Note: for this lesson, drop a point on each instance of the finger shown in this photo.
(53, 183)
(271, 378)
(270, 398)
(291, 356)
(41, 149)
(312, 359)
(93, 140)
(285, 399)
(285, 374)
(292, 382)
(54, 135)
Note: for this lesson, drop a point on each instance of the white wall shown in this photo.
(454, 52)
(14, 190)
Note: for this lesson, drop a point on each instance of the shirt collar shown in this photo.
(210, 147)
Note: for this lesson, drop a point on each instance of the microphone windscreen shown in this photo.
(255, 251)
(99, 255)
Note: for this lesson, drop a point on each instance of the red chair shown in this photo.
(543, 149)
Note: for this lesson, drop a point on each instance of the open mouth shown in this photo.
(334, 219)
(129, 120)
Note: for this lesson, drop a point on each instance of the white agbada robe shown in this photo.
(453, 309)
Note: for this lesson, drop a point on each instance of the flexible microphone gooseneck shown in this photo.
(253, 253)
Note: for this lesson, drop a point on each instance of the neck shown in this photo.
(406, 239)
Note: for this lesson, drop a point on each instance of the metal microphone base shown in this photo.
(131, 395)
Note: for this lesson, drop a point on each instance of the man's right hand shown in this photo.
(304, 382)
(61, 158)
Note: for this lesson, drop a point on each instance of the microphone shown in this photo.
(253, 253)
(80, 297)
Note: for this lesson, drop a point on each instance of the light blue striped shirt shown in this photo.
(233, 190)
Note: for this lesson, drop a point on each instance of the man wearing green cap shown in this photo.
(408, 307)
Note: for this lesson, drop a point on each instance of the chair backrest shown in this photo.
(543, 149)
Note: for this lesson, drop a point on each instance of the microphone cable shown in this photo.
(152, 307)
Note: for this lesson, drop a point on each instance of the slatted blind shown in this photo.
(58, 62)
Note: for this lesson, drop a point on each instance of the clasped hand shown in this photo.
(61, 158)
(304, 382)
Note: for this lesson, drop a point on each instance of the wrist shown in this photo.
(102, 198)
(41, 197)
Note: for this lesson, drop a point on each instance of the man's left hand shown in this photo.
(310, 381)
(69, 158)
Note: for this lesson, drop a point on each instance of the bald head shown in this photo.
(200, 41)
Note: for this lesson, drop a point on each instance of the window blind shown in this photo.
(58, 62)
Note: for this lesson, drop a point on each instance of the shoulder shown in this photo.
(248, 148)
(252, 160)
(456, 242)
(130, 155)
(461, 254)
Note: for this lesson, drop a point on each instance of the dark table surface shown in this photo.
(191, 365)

▬▬▬▬▬▬▬▬▬▬

Each line of the data must be retyped exactly as written.

Note: for this lesson, drop a point on each instance of the finger shown in this photo.
(53, 183)
(271, 378)
(270, 398)
(291, 356)
(41, 149)
(312, 359)
(93, 140)
(285, 399)
(285, 374)
(292, 382)
(54, 135)
Note: for this lesson, drop a point on each instance of the white wall shown in this photo.
(454, 52)
(14, 190)
Note: for this lesson, drop a point on each instance of the shirt collar shown in this photo.
(210, 147)
Note: for this lesson, drop a point on each instance of the microphone windscreen shown in this photo.
(255, 251)
(99, 255)
Note: for this lesson, drop a point on each instance of the red chair shown in this photo.
(543, 149)
Note: for this lesson, drop a point on each instance of the open mouth shown in this photo.
(334, 219)
(129, 120)
Note: for this lesson, drop a point on each instance of the white agbada robe shown in this photo.
(453, 309)
Note: for this lesson, drop a point on each instance of the flexible microphone gooseneck shown in this photo.
(253, 253)
Note: for this lesson, drop a point on each instance of the neck shown in this photo.
(406, 239)
Note: for this lesson, drop a point on each instance of the metal microphone base shown in this photo.
(131, 395)
Note: for this lesson, drop a point on each instance of the man's right hand shown in this photo.
(304, 382)
(61, 158)
Note: for this lesson, drop a point on each instance of the microphone shown in this photo.
(253, 253)
(80, 297)
Note: for this lesson, drop a point on each instance of the light blue striped shirt shown in this photo.
(233, 190)
Note: for this lesson, drop a point on each instance of the man wearing green cap shown in this photo.
(408, 307)
Note: for this lesson, drop a point on each instance of the chair backrest shown in this photo.
(543, 149)
Note: for this lesson, drop a point on each instance of the microphone cable shown in this photo.
(152, 307)
Note: for this lesson, drop a point on each instance of the slatted blind shown in this photo.
(58, 62)
Note: for this lesson, drop a point on each instance of the clasped hand shown in this photo.
(61, 158)
(304, 382)
Note: for this lesson, drop a point on each instance of the wrist shown in this photo.
(102, 198)
(41, 197)
Note: for this lesson, drop a point on each instance of the man's left hand shown in this photo.
(310, 381)
(69, 158)
Note: for this lesson, drop a point on each instance of the bald head shown in this photo.
(200, 41)
Note: for this lesson, drop a point on each instance of the window blind shown in this photo.
(58, 62)
Note: for this lesson, drop a point on each instance of the shoulder shown in this photo.
(248, 148)
(252, 160)
(456, 242)
(130, 155)
(461, 254)
Note: for this lesson, drop a point on each instance of the dark table surface shown in this photo.
(191, 365)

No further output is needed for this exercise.